» **Extract to read**
Problems emerged in September during negotiations over Claude’s deployment on the DOD’s GenAI.mil platform. The Pentagon wanted unrestricted access to use Claude “for all lawful purposes.” Anthropic wanted assurances that Claude wouldn’t be used for fully autonomous lethal systems or domestic surveillance.

Defense Secretary Pete Hegseth issued an ultimatum in late February: drop the restrictions or lose the contract. Anthropic refused. Within days, Trump posted on Truth Social ordering federal agencies to “immediately cease” using Anthropic’s technology, and the Pentagon designated the company a supply chain risk.

The blacklisting triggered a cascade of consequences. Defense contractors dropped Claude. Federal agencies scrambled to transition to alternatives. OpenAI signed a Pentagon deal days later — reportedly without the ethical restrictions Anthropic had demanded.

Who Backed Anthropic

The coalition supporting Anthropic grew remarkably broad during the legal fight:

Microsoft filed a brief urging the judge to halt the Pentagon’s actions, arguing the supply chain risk designation sets a dangerous precedent for any tech company that sets ethical limits on government use.

» **Provided records**
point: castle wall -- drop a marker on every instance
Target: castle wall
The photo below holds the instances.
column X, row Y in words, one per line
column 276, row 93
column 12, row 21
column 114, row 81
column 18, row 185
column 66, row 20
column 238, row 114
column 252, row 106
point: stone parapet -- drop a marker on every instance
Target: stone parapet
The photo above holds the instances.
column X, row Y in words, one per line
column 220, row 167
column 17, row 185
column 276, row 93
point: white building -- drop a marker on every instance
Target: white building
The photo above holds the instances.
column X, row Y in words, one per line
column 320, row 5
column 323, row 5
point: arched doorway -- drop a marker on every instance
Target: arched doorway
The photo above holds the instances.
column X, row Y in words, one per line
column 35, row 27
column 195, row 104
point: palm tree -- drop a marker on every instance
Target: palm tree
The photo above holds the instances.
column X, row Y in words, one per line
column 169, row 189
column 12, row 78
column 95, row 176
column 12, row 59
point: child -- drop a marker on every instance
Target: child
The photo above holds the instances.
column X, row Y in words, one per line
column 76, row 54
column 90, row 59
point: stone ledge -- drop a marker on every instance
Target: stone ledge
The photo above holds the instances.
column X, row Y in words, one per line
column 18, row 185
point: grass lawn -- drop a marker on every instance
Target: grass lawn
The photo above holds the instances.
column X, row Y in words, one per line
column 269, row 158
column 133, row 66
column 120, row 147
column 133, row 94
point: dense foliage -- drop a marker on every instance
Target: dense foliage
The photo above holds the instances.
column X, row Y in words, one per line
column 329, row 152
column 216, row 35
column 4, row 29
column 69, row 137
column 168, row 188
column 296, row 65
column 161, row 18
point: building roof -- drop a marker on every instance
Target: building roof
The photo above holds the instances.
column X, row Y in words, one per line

» **Your assignment**
Please retype the passage about Anthropic's dispute with the Pentagon between "Defense Secretary Pete" and "supply chain risk.", inclusive.

» **Task solution**
Defense Secretary Pete Hegseth issued an ultimatum in late February: drop the restrictions or lose the contract. Anthropic refused. Within days, Trump posted on Truth Social ordering federal agencies to “immediately cease” using Anthropic’s technology, and the Pentagon designated the company a supply chain risk.